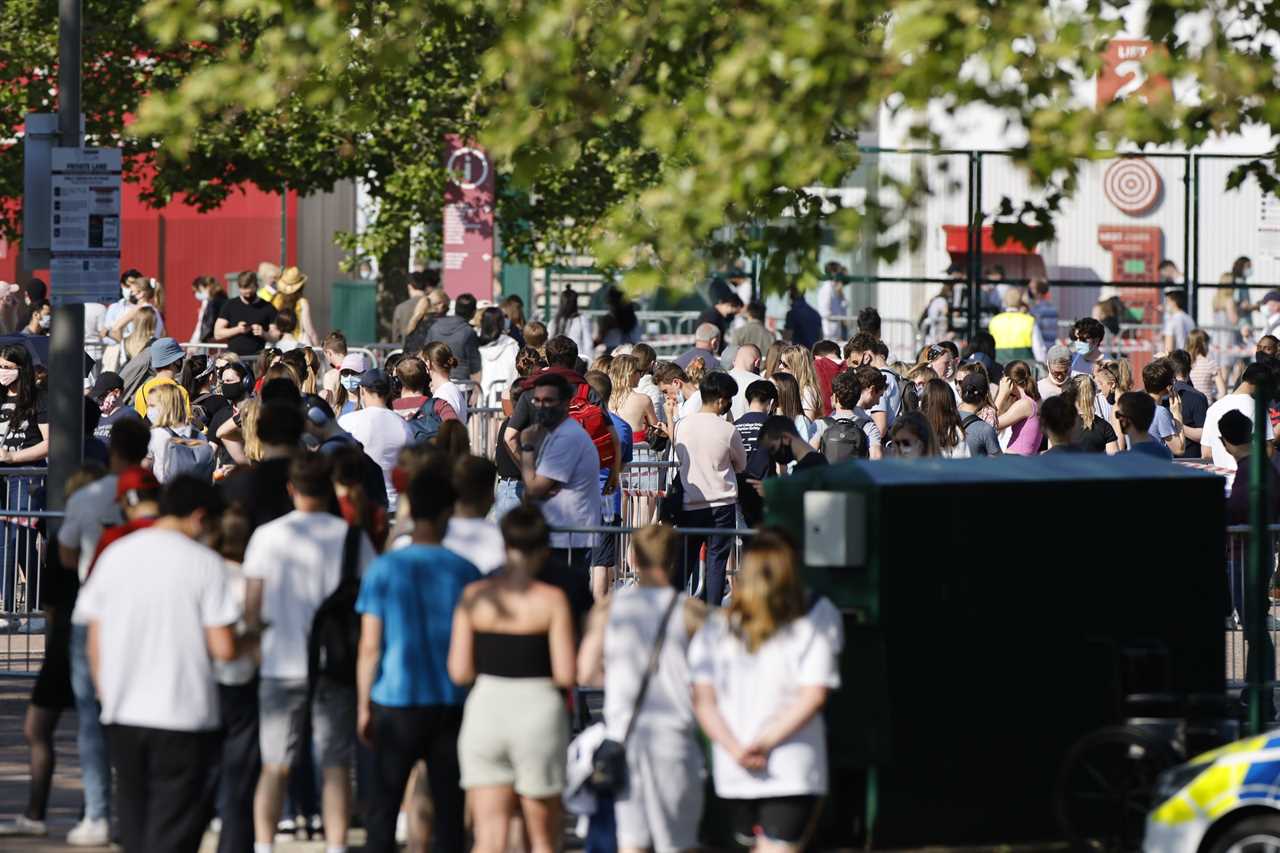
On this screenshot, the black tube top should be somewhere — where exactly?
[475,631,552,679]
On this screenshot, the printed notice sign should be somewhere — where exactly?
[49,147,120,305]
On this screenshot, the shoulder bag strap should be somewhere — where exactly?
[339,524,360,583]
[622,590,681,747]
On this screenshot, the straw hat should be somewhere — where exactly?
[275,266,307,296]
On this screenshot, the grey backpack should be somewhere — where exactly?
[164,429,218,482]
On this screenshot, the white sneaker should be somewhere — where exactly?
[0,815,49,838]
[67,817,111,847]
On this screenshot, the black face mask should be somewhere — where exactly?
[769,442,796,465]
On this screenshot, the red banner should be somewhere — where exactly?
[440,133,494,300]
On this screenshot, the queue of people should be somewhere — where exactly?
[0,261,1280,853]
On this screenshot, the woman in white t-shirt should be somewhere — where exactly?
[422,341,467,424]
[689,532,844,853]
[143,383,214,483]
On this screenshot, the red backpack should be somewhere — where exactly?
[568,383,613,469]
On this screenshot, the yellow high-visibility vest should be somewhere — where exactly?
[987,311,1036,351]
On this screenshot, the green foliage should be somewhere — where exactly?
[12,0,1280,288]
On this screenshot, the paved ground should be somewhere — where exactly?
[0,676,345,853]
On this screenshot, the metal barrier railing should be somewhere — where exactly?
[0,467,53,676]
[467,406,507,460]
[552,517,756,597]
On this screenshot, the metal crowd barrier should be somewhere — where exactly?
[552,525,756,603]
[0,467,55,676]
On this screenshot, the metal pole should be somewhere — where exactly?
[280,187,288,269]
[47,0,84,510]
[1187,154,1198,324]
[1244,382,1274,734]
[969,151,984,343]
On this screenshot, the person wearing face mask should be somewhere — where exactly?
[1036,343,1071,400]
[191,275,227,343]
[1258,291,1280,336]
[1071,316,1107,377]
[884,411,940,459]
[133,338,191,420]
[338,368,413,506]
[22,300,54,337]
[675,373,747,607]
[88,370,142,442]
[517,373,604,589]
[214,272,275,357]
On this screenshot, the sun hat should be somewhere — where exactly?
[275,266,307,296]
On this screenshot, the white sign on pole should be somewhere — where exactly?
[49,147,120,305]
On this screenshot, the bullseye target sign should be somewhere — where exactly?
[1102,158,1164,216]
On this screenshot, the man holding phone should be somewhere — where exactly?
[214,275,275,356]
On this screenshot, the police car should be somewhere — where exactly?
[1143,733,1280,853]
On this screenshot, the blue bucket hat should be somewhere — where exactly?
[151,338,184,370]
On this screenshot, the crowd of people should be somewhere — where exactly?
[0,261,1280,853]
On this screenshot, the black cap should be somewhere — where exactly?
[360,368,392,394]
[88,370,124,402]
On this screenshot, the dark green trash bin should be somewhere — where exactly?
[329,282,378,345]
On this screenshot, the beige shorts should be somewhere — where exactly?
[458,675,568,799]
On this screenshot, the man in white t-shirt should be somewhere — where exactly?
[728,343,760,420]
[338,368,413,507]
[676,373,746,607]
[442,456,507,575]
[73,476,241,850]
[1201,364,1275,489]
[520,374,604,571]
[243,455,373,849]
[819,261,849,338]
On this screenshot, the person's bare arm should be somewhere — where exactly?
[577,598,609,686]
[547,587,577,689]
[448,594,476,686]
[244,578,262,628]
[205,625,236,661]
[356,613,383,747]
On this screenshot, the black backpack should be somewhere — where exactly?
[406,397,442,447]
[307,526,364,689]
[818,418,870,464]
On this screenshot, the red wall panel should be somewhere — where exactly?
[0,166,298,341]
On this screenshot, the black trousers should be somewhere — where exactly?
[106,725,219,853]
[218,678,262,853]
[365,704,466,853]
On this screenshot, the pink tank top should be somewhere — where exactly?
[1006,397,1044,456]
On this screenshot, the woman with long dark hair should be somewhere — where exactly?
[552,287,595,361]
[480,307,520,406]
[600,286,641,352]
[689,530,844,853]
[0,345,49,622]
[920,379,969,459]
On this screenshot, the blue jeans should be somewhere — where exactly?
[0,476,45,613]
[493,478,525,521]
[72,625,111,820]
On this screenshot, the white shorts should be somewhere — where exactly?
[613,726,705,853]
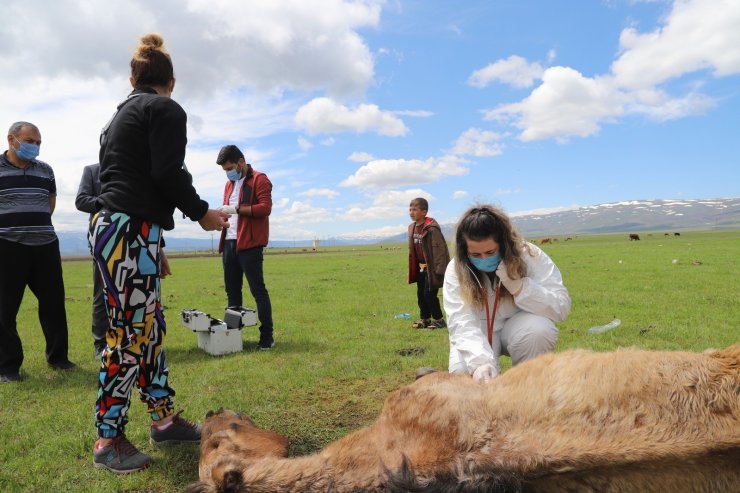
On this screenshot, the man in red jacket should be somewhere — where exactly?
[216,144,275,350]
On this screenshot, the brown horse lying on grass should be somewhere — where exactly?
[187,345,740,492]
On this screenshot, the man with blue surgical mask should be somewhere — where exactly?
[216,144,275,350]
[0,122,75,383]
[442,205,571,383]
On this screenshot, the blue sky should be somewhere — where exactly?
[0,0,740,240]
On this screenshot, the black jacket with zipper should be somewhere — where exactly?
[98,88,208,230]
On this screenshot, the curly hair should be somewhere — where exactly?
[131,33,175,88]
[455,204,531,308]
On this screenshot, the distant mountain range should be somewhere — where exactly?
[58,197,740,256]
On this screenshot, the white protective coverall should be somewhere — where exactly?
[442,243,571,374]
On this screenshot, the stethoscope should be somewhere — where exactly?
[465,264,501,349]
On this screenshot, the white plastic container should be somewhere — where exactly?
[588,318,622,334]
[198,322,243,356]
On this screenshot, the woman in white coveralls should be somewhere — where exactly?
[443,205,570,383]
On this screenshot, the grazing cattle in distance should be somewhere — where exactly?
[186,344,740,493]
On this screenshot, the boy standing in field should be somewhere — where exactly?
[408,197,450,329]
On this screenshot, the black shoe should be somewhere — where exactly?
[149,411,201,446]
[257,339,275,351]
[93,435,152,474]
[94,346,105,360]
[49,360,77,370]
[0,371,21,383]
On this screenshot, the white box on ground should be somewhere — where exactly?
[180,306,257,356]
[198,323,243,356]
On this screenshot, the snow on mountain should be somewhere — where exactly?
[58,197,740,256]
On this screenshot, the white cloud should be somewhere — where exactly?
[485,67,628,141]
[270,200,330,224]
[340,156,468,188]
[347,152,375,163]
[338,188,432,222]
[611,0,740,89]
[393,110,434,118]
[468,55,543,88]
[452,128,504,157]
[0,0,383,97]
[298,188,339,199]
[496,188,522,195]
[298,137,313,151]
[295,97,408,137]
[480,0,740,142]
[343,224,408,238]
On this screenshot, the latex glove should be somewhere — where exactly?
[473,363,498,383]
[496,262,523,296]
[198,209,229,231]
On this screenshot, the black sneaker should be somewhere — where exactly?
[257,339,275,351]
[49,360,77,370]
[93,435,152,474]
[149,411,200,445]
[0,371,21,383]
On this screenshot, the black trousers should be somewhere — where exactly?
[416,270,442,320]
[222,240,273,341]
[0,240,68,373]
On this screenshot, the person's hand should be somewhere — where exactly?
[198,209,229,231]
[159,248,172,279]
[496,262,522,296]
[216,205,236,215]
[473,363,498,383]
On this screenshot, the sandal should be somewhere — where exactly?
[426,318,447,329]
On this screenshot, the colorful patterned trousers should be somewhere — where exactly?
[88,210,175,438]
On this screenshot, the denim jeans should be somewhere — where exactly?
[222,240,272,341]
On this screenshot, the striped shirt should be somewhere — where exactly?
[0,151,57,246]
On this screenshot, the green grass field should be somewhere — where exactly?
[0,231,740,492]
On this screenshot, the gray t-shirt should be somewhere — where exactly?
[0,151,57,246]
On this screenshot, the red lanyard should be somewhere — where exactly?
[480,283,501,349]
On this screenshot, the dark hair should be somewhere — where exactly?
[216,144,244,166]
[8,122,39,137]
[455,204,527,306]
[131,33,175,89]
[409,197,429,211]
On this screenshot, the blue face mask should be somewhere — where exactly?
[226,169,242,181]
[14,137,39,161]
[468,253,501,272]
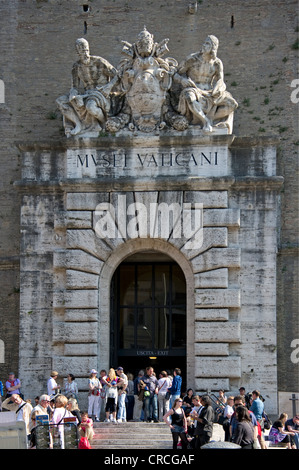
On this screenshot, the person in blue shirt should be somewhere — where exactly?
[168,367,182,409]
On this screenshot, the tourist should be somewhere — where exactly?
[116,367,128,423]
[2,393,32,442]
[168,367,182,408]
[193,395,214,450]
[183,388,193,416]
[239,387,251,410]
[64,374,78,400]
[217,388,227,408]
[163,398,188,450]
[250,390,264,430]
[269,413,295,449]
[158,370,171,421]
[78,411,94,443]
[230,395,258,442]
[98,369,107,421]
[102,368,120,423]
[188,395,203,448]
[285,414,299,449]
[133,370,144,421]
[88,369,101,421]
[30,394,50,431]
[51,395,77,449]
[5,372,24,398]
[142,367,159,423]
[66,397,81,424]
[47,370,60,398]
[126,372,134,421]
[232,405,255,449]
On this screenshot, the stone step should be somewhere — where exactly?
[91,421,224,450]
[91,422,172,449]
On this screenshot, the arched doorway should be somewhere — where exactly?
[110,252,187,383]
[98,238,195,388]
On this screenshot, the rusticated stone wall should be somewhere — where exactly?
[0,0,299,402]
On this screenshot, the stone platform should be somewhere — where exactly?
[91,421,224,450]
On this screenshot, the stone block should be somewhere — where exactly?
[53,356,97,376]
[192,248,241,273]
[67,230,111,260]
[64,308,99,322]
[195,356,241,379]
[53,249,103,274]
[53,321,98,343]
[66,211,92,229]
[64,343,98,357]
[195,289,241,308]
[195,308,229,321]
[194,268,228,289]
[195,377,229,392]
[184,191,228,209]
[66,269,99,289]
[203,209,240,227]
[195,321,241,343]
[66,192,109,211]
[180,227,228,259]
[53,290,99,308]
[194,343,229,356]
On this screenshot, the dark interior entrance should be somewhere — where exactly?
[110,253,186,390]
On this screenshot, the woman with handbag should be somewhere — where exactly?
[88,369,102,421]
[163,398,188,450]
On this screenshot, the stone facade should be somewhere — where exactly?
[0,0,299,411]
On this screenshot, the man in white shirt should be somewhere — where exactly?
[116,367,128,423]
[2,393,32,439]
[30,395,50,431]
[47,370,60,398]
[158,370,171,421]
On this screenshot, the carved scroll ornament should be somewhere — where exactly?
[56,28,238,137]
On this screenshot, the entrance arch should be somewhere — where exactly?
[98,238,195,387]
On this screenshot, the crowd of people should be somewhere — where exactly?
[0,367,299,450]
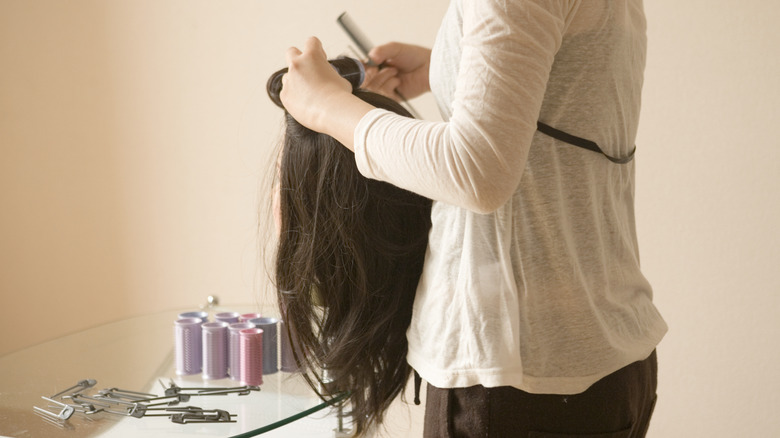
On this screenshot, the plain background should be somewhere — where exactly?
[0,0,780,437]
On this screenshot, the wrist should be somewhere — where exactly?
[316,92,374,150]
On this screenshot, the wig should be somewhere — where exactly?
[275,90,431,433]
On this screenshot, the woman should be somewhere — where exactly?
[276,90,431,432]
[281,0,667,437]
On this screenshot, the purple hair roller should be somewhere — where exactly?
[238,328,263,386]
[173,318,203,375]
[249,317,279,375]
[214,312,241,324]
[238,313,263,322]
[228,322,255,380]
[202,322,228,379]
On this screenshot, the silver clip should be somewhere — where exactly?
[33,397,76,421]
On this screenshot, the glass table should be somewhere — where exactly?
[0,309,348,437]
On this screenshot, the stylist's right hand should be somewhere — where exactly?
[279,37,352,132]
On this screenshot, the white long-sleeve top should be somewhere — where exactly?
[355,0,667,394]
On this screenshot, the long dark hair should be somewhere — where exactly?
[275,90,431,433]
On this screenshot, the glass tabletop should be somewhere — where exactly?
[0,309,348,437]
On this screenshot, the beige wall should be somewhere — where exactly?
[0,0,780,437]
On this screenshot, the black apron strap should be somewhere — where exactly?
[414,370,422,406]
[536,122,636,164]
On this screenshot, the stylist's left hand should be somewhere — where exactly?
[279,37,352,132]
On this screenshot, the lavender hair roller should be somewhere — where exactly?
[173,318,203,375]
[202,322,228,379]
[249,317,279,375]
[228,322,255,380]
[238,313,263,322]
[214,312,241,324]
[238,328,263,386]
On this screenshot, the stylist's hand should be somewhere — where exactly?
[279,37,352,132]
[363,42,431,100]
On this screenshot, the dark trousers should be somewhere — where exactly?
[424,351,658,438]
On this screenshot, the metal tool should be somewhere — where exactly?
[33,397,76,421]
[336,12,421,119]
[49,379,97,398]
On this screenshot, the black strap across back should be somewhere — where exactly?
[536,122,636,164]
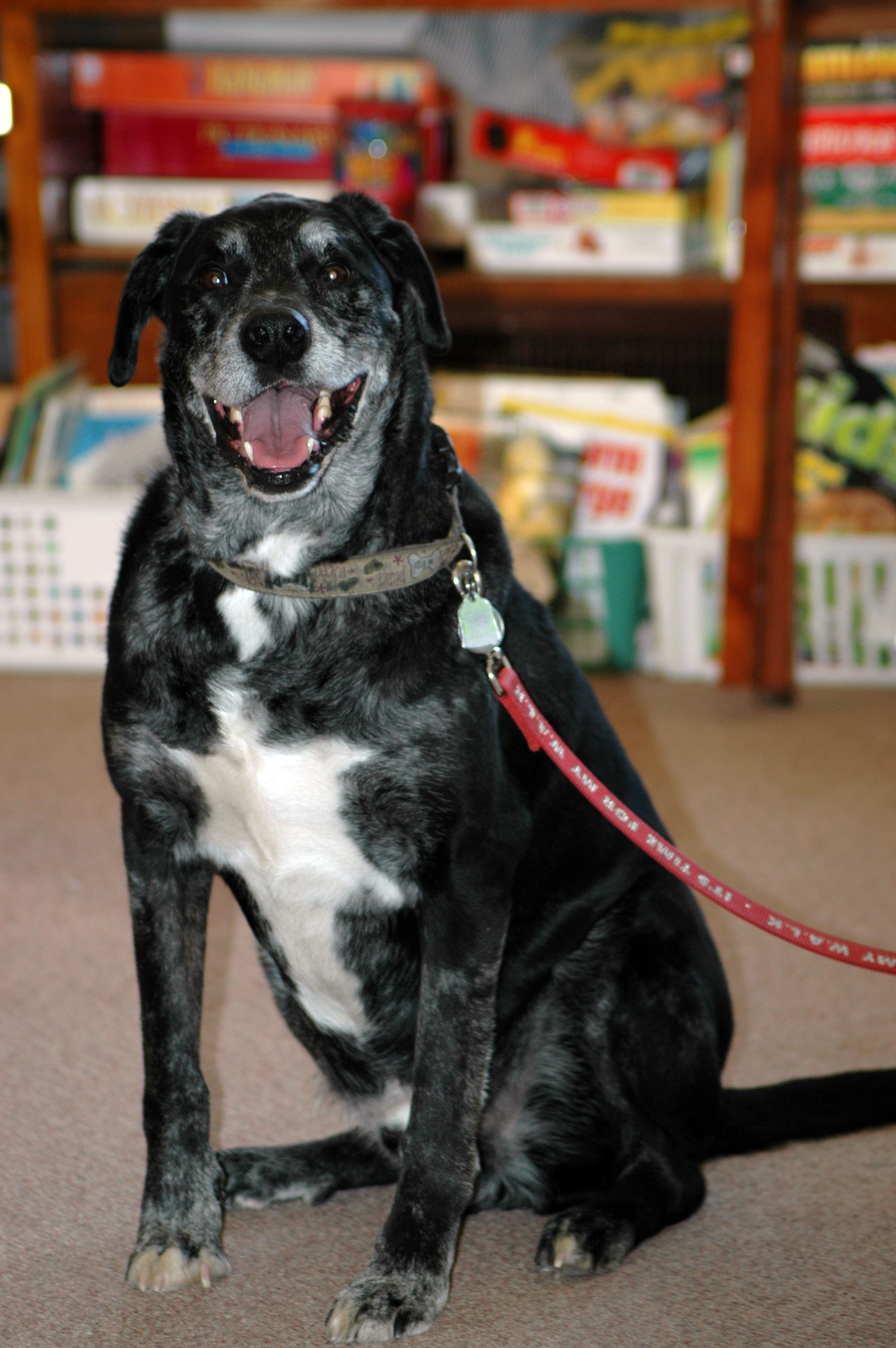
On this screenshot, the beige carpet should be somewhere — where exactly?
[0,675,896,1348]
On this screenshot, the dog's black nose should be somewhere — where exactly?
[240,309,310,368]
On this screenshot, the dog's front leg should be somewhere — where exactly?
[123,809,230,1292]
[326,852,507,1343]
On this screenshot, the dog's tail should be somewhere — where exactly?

**WHAT YOU NEED TO DO:** Return, word for word, the stretch of lines from the one containing "On this screenshot, the black apron" through the one containing "[424,351,658,438]", including both of those lines.

**RESPONSE TO THE TASK:**
On this screenshot, the black apron strap should be somewhere — where exactly?
[414,370,422,406]
[536,122,636,164]
On this screenshot, the stylist's left hand should be somewhere — where exactly?
[279,37,352,132]
On this screenshot, the lavender hair roller should be somewhere — where exactly?
[173,318,203,375]
[202,322,228,379]
[249,317,279,375]
[228,322,255,380]
[238,313,263,322]
[214,312,241,324]
[238,328,263,386]
On this screenshot, the stylist's hand should be somewhere — where exactly?
[279,37,352,132]
[363,42,431,100]
On this screenshot, the dark trousers should be somewhere — where exactly?
[424,351,658,438]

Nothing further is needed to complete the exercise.